---------- Extract ----------

Talk:Apollonian circles

First merger discussion

I would recommend that the pages of Apollonian circles not be merged with the Apollonian gasket, because they seem to be mathematically distinct. The Apollonian circles constitute two families of mutually orthogonal circles, and extend Apollonius' distance-ratio definition of the circle (see blurb in Circle). By contrast, the Apollonian gasket extends Apollonius' problem, which is to identify a circle that is tangent to three fixed circles. The circles in this case are tangent (not orthogonal) and are constructed by a different method to solve a different problem. The gasket looks nothing like the Apollonian circles, which correspond to the orthogonal bipolar coordinate system. The main thing they have in common is their inventor, Apollonius of Perga. WillowW 21:28, 6 May 2006 (UTC)

Second merger discussion

— I'm willing to merge these articles on the Apollonian circles, the Circles of Apollonius and the Apollonian gasket, but I'll confess that the motivation is murky to me. Despite their similar name, these concepts seem as mathematically alien as "linear regression" and "linear dynamical system". Perhaps the motivating idea for merger is that non-professionals might become confused by their similar names? Or that we can make one good-length article from a handful of overly short articles? Please help me understand your reasoning. Willow 06:27, 31 July 2006 (UTC)

---------- Dataset rows ----------

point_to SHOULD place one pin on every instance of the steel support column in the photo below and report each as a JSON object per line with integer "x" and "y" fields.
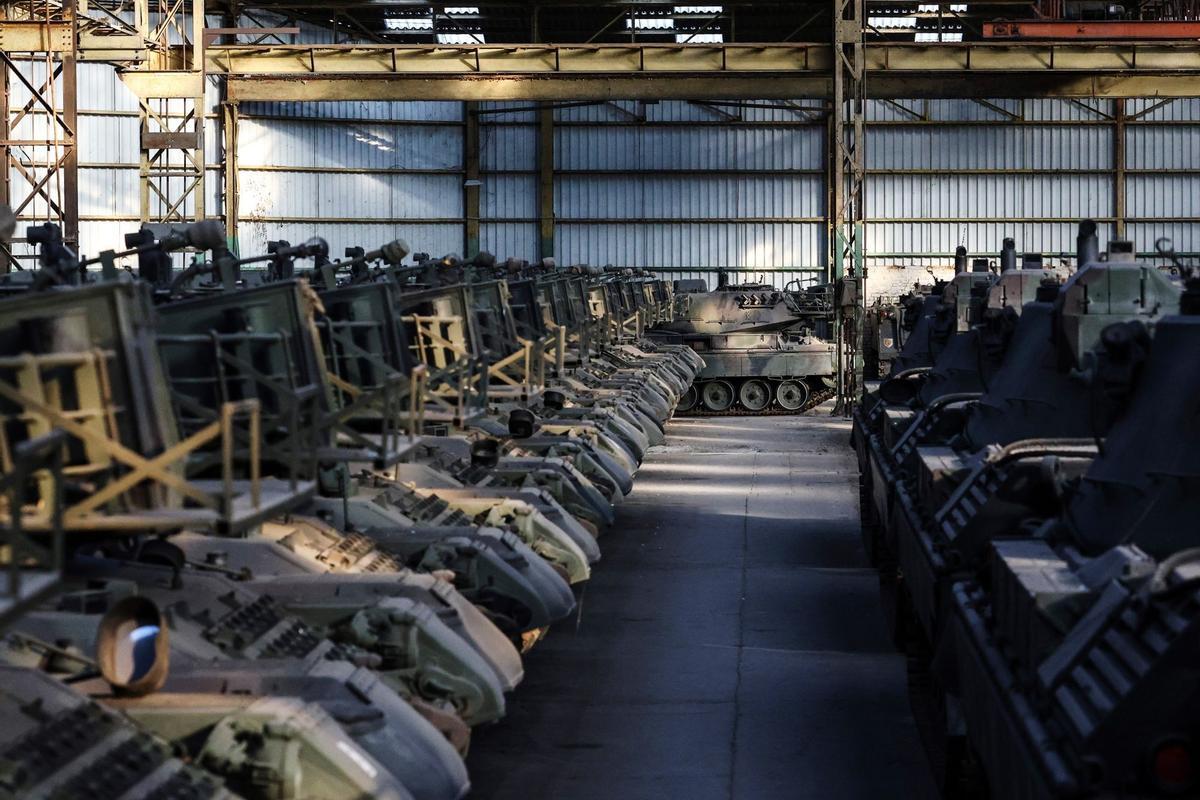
{"x": 1119, "y": 168}
{"x": 231, "y": 116}
{"x": 846, "y": 145}
{"x": 471, "y": 186}
{"x": 546, "y": 181}
{"x": 37, "y": 138}
{"x": 5, "y": 191}
{"x": 172, "y": 107}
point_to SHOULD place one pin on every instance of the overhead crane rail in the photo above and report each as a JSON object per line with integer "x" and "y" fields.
{"x": 307, "y": 72}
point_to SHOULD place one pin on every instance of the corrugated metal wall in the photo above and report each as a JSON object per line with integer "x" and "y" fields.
{"x": 682, "y": 187}
{"x": 357, "y": 173}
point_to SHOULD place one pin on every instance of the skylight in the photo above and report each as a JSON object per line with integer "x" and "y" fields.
{"x": 690, "y": 24}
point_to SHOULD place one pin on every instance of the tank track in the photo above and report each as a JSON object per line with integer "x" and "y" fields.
{"x": 815, "y": 398}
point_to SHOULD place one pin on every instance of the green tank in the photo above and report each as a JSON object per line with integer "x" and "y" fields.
{"x": 766, "y": 350}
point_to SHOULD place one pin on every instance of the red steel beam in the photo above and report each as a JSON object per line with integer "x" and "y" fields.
{"x": 1092, "y": 29}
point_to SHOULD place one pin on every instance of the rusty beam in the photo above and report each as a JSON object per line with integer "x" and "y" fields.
{"x": 1107, "y": 30}
{"x": 605, "y": 72}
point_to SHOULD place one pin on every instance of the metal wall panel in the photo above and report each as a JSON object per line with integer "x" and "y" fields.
{"x": 642, "y": 185}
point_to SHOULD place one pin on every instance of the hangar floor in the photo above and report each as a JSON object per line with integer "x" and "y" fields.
{"x": 730, "y": 643}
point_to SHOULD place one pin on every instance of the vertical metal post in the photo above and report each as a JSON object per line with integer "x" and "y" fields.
{"x": 546, "y": 181}
{"x": 70, "y": 169}
{"x": 845, "y": 149}
{"x": 5, "y": 190}
{"x": 1119, "y": 168}
{"x": 172, "y": 106}
{"x": 471, "y": 187}
{"x": 229, "y": 120}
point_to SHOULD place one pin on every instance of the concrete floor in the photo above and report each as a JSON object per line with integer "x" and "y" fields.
{"x": 730, "y": 643}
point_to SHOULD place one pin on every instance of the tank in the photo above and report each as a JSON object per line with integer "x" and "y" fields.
{"x": 765, "y": 350}
{"x": 1036, "y": 558}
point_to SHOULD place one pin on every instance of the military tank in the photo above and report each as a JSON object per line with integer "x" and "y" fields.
{"x": 766, "y": 350}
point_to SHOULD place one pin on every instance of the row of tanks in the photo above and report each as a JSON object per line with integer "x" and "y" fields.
{"x": 766, "y": 350}
{"x": 283, "y": 525}
{"x": 1029, "y": 474}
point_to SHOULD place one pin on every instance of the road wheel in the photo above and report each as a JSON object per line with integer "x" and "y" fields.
{"x": 718, "y": 395}
{"x": 689, "y": 400}
{"x": 755, "y": 395}
{"x": 792, "y": 395}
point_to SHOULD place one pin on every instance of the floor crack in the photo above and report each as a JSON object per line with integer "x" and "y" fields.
{"x": 741, "y": 645}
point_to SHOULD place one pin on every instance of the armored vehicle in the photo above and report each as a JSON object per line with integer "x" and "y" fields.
{"x": 765, "y": 350}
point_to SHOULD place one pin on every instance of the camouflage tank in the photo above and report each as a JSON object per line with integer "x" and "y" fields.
{"x": 766, "y": 350}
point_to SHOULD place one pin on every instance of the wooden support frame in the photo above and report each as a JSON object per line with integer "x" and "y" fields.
{"x": 165, "y": 470}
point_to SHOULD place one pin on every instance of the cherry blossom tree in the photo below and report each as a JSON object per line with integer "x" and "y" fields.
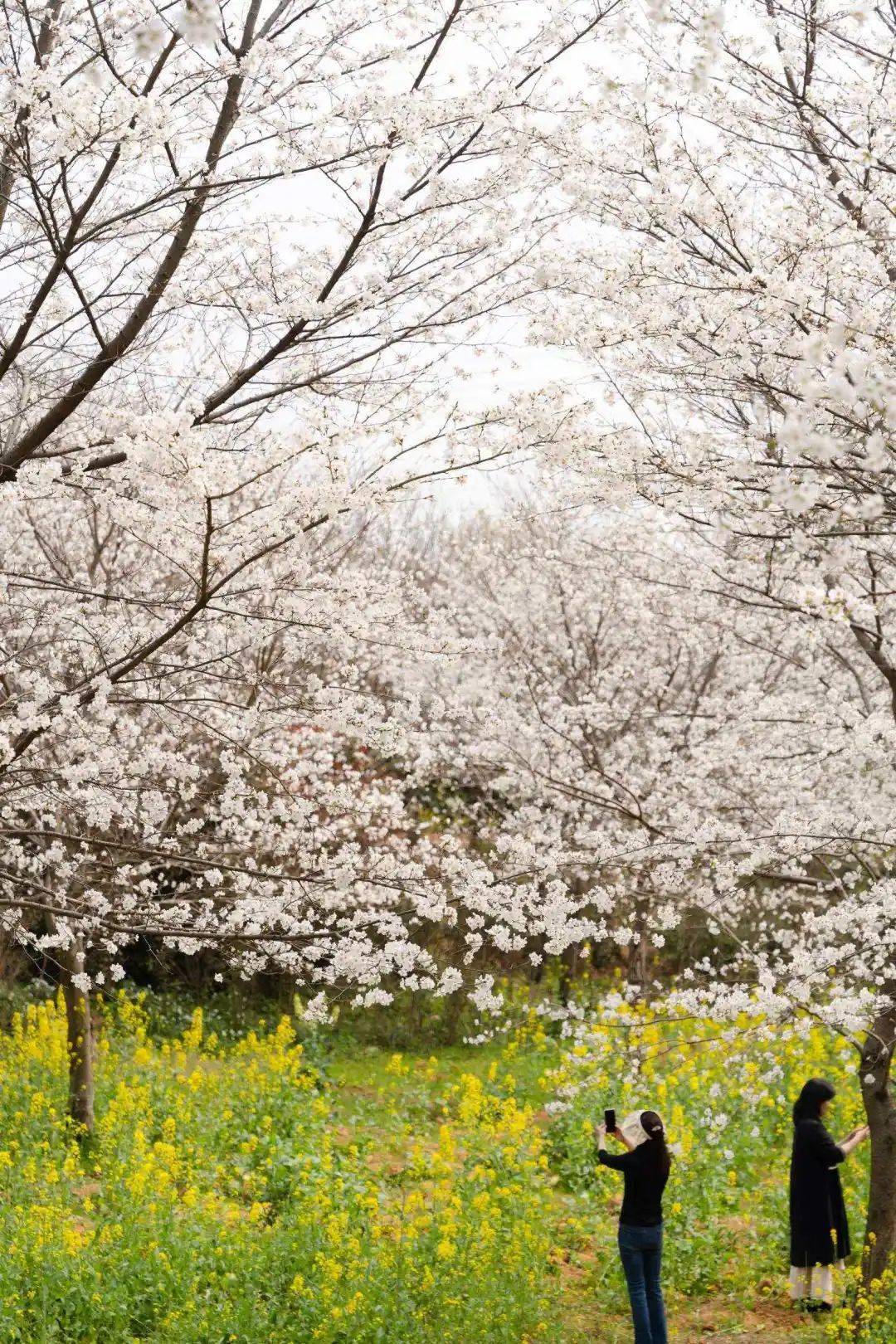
{"x": 674, "y": 760}
{"x": 737, "y": 299}
{"x": 246, "y": 253}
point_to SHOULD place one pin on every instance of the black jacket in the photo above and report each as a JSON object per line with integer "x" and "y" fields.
{"x": 818, "y": 1227}
{"x": 644, "y": 1186}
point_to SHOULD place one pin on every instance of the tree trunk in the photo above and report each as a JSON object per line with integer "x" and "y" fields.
{"x": 880, "y": 1108}
{"x": 80, "y": 1075}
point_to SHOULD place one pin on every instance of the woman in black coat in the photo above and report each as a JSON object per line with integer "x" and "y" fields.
{"x": 818, "y": 1227}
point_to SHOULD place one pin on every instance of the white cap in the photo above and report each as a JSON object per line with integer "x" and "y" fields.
{"x": 633, "y": 1129}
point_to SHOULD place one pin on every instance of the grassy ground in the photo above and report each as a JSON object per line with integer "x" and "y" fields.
{"x": 387, "y": 1103}
{"x": 270, "y": 1186}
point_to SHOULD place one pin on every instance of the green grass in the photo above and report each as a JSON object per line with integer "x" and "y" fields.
{"x": 260, "y": 1185}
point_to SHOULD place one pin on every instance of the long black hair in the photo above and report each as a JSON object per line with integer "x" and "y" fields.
{"x": 807, "y": 1105}
{"x": 655, "y": 1144}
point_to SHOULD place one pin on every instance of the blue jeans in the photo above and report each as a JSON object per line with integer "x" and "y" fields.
{"x": 641, "y": 1254}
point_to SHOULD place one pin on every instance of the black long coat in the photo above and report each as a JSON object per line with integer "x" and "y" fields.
{"x": 818, "y": 1227}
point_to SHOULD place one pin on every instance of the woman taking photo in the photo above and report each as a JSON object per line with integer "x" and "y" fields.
{"x": 645, "y": 1170}
{"x": 818, "y": 1227}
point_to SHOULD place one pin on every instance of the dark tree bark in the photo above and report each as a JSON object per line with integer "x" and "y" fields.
{"x": 80, "y": 1054}
{"x": 880, "y": 1108}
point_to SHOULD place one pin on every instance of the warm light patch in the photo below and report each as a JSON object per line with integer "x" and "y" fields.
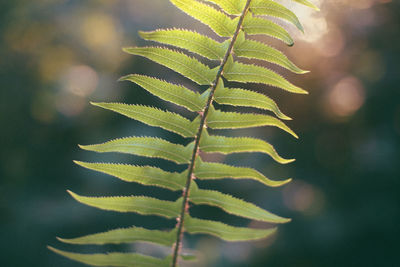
{"x": 346, "y": 97}
{"x": 80, "y": 80}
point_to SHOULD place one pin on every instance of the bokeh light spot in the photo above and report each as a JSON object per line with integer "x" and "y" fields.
{"x": 346, "y": 97}
{"x": 80, "y": 80}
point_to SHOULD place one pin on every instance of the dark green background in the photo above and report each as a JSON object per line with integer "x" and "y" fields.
{"x": 345, "y": 198}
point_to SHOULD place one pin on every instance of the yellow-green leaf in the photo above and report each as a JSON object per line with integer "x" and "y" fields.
{"x": 257, "y": 50}
{"x": 125, "y": 235}
{"x": 247, "y": 98}
{"x": 188, "y": 66}
{"x": 273, "y": 9}
{"x": 307, "y": 3}
{"x": 232, "y": 120}
{"x": 146, "y": 147}
{"x": 239, "y": 72}
{"x": 137, "y": 204}
{"x": 233, "y": 205}
{"x": 224, "y": 231}
{"x": 154, "y": 117}
{"x": 173, "y": 93}
{"x": 220, "y": 23}
{"x": 255, "y": 25}
{"x": 228, "y": 145}
{"x": 189, "y": 40}
{"x": 232, "y": 7}
{"x": 145, "y": 175}
{"x": 114, "y": 259}
{"x": 214, "y": 171}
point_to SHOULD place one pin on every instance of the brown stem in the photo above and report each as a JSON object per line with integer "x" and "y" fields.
{"x": 198, "y": 137}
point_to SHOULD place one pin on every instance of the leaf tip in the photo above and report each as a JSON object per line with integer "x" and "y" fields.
{"x": 75, "y": 196}
{"x": 61, "y": 239}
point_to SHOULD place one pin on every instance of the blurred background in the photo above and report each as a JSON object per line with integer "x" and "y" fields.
{"x": 56, "y": 56}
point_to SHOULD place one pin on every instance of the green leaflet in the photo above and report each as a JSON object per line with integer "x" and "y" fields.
{"x": 114, "y": 259}
{"x": 256, "y": 25}
{"x": 145, "y": 175}
{"x": 212, "y": 171}
{"x": 189, "y": 40}
{"x": 239, "y": 72}
{"x": 228, "y": 145}
{"x": 246, "y": 98}
{"x": 271, "y": 8}
{"x": 232, "y": 7}
{"x": 126, "y": 235}
{"x": 177, "y": 61}
{"x": 253, "y": 49}
{"x": 216, "y": 20}
{"x": 144, "y": 146}
{"x": 233, "y": 205}
{"x": 307, "y": 3}
{"x": 225, "y": 232}
{"x": 137, "y": 204}
{"x": 154, "y": 117}
{"x": 175, "y": 94}
{"x": 232, "y": 120}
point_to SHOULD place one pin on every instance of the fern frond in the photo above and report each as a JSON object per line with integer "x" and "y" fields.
{"x": 187, "y": 66}
{"x": 126, "y": 235}
{"x": 154, "y": 117}
{"x": 229, "y": 145}
{"x": 234, "y": 21}
{"x": 216, "y": 20}
{"x": 175, "y": 94}
{"x": 144, "y": 146}
{"x": 239, "y": 72}
{"x": 307, "y": 3}
{"x": 232, "y": 7}
{"x": 233, "y": 205}
{"x": 253, "y": 49}
{"x": 145, "y": 175}
{"x": 255, "y": 25}
{"x": 214, "y": 171}
{"x": 234, "y": 120}
{"x": 273, "y": 9}
{"x": 247, "y": 98}
{"x": 114, "y": 259}
{"x": 189, "y": 40}
{"x": 224, "y": 231}
{"x": 137, "y": 204}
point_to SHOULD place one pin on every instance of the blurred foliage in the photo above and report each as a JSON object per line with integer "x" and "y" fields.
{"x": 56, "y": 56}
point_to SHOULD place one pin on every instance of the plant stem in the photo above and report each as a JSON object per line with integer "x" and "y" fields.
{"x": 198, "y": 137}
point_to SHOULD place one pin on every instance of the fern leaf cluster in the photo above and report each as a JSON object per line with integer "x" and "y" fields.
{"x": 236, "y": 21}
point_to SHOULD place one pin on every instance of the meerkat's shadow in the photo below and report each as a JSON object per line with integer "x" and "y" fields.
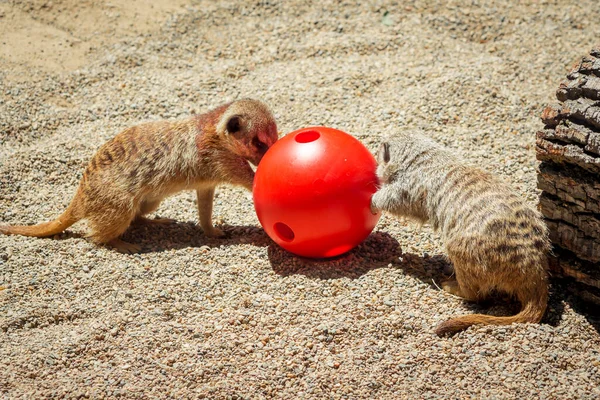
{"x": 570, "y": 294}
{"x": 436, "y": 269}
{"x": 377, "y": 251}
{"x": 178, "y": 235}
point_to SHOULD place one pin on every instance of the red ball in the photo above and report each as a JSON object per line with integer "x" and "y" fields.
{"x": 312, "y": 192}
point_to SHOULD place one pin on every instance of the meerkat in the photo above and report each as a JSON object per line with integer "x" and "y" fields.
{"x": 133, "y": 172}
{"x": 494, "y": 239}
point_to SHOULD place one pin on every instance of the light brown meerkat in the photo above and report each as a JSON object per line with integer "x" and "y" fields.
{"x": 494, "y": 239}
{"x": 133, "y": 172}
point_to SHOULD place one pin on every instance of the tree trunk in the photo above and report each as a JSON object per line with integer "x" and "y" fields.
{"x": 569, "y": 176}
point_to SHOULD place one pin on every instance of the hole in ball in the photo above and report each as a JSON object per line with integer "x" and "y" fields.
{"x": 284, "y": 232}
{"x": 308, "y": 136}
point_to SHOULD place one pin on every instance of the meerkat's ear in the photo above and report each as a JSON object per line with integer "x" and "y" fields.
{"x": 234, "y": 124}
{"x": 383, "y": 155}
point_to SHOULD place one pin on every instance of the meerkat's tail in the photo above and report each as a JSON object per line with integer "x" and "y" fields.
{"x": 533, "y": 307}
{"x": 68, "y": 218}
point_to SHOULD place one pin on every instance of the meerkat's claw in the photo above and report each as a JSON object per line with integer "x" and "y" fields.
{"x": 125, "y": 247}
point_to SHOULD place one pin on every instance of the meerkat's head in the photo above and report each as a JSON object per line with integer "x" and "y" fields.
{"x": 248, "y": 129}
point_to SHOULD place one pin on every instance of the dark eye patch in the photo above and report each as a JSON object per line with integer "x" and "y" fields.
{"x": 260, "y": 146}
{"x": 234, "y": 124}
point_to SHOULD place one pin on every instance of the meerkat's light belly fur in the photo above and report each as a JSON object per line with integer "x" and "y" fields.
{"x": 496, "y": 241}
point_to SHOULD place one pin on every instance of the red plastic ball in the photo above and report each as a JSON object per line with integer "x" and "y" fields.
{"x": 312, "y": 192}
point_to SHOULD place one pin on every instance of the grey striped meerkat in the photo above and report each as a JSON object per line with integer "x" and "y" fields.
{"x": 494, "y": 239}
{"x": 133, "y": 172}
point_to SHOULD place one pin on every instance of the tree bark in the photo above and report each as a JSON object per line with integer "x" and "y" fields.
{"x": 569, "y": 176}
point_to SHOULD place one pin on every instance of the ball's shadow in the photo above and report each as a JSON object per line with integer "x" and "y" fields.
{"x": 377, "y": 251}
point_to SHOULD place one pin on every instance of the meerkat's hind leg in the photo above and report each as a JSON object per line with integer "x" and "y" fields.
{"x": 205, "y": 202}
{"x": 108, "y": 225}
{"x": 460, "y": 288}
{"x": 453, "y": 287}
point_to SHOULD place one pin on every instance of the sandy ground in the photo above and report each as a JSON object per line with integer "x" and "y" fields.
{"x": 193, "y": 317}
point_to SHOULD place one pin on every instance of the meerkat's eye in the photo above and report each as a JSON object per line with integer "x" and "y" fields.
{"x": 234, "y": 124}
{"x": 260, "y": 146}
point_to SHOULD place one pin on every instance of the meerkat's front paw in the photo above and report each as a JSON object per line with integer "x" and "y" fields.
{"x": 154, "y": 221}
{"x": 374, "y": 209}
{"x": 452, "y": 287}
{"x": 213, "y": 232}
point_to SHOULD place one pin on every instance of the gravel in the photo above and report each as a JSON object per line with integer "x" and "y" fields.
{"x": 236, "y": 318}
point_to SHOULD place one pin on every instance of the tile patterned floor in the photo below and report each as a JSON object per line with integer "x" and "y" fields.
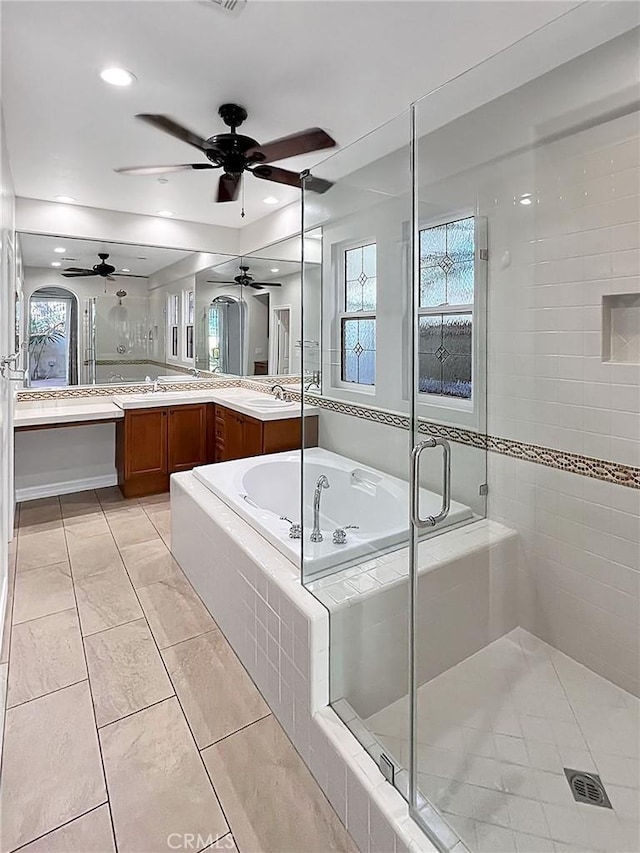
{"x": 495, "y": 733}
{"x": 131, "y": 725}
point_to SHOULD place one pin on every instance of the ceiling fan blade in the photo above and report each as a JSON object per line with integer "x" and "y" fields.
{"x": 280, "y": 176}
{"x": 284, "y": 176}
{"x": 228, "y": 187}
{"x": 312, "y": 139}
{"x": 168, "y": 125}
{"x": 162, "y": 170}
{"x": 77, "y": 274}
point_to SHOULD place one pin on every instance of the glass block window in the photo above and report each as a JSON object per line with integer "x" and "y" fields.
{"x": 358, "y": 318}
{"x": 447, "y": 264}
{"x": 445, "y": 321}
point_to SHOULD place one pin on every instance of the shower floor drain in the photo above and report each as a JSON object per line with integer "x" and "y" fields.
{"x": 587, "y": 788}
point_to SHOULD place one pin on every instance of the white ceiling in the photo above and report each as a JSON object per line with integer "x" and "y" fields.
{"x": 38, "y": 251}
{"x": 346, "y": 66}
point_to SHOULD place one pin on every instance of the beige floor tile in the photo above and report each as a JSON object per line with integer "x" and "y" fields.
{"x": 174, "y": 611}
{"x": 149, "y": 562}
{"x": 161, "y": 520}
{"x": 93, "y": 555}
{"x": 46, "y": 654}
{"x": 82, "y": 526}
{"x": 40, "y": 592}
{"x": 130, "y": 529}
{"x": 157, "y": 784}
{"x": 51, "y": 767}
{"x": 106, "y": 600}
{"x": 91, "y": 833}
{"x": 39, "y": 512}
{"x": 269, "y": 796}
{"x": 78, "y": 504}
{"x": 125, "y": 670}
{"x": 112, "y": 495}
{"x": 43, "y": 548}
{"x": 226, "y": 844}
{"x": 215, "y": 692}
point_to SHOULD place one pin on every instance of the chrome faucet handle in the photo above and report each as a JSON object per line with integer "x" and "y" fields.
{"x": 295, "y": 531}
{"x": 340, "y": 533}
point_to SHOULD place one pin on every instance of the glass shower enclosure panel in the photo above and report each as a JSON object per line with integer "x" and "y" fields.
{"x": 356, "y": 494}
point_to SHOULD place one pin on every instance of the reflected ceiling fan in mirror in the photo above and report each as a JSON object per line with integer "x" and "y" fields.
{"x": 103, "y": 269}
{"x": 246, "y": 280}
{"x": 234, "y": 153}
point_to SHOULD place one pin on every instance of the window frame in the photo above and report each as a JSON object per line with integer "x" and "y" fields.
{"x": 469, "y": 413}
{"x": 342, "y": 314}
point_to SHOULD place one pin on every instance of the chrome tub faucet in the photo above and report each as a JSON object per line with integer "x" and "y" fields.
{"x": 322, "y": 483}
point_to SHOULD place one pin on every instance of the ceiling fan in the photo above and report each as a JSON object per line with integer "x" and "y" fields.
{"x": 246, "y": 280}
{"x": 103, "y": 269}
{"x": 234, "y": 153}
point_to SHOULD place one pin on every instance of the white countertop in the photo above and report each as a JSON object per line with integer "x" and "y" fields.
{"x": 262, "y": 407}
{"x": 64, "y": 412}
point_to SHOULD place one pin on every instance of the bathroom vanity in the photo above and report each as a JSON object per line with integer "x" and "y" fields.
{"x": 161, "y": 434}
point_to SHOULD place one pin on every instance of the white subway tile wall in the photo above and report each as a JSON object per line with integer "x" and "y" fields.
{"x": 551, "y": 264}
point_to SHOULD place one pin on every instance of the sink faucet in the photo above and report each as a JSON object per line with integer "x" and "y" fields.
{"x": 322, "y": 483}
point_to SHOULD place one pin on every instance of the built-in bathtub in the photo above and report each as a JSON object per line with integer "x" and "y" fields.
{"x": 265, "y": 491}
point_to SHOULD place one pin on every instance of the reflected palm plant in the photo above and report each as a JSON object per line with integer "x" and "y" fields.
{"x": 46, "y": 328}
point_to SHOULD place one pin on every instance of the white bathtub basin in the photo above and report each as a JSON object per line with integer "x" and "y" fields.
{"x": 264, "y": 489}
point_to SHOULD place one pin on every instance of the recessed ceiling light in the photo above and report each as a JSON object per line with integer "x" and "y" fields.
{"x": 117, "y": 76}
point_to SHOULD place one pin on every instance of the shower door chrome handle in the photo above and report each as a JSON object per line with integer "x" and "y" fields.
{"x": 416, "y": 453}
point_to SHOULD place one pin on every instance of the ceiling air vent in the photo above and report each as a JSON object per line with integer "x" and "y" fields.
{"x": 233, "y": 7}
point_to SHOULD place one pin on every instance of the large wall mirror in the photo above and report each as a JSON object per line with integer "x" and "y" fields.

----------

Tasks for this exercise
1. Do these statements agree with the Apollonian circles discussion above? Answer yes or no for each, and quote the deciding words. (a) The first comment describes the circles of the Apollonian gasket as orthogonal. (b) The Apollonian circles correspond to the orthogonal bipolar coordinate system. (c) In the second discussion, the writer declines to merge the articles.
2. Render this sentence from the Apollonian circles discussion in Spanish: "The main thing they have in common is their inventor, Apollonius of Perga."
3. Pick up the Apollonian circles discussion after its final sentence.

The replies
1.
(a) No: "The circles in this case are tangent (not orthogonal)"
(b) Yes: "the Apollonian circles, which correspond to the orthogonal bipolar coordinate system"
(c) No: "I'm willing to merge these articles"

2. Lo principal que tienen en común es su inventor, Apolonio de Perga.

3.
Blue circles

Are the blue circles in the currently used image constructed by varying ${\displaystyle \lambda }$ in ${\displaystyle k_{A}=\{X|{\overline {AX}}:{\overline {XB}}=\lambda \}}$ (see de:Kreis des Apollonios)? Thanks, --Abdull 15:32, 9 October 2007 (UTC)

Yes, you're exactly right, Abdull! :) I'm sorry that I didn't notice your message earlier. :( Apollonius defined a circle as the locus of points that have the same ratio of distances to two given foci. Interestingly, the red circles are the locus of points that subtend the same angle between the two foci; you might want to read up on the inscribed angle theorem. These two types of circles are perpendicular (they meet at right angles), which is the basis for bipolar coordinates, an important orthogonal coordinate system. Hoping that you enjoy geometry, too, :) Willow (talk) 22:29, 21 March 2008 (UTC)

Third merger discussion

Here we are again at a merger discussion — or at least a merger monologue. ;) As clarified at the disambiguation page, Circles of Apollonius, Apollonius did a lot of work with various types of circles. Although he's not well-known today, he was one of the top three Greek geometers, along with Euclid and Archimedes. Meanwhile, I'm trying to bring one of those types of circles (the solutions to Apollonius' problem) to Featured Article status, and it would not be sensible for any of us to merge that article with other mathematical topics that are unrelated to it. I hope that this clarifies where we're headed with Apollonius and his circles; please consider helping out! :) Willow (talk) 21:40, 21 March 2008 (UTC)

Split of pencil of circles

I suggest to split of the section Apollonian circles#pencils of circles to a new page pencil of circles (now a redirect to this page) I think the subject is important enough to have its own page. WillemienH (talk) 14:32, 1 August 2015 (UTC)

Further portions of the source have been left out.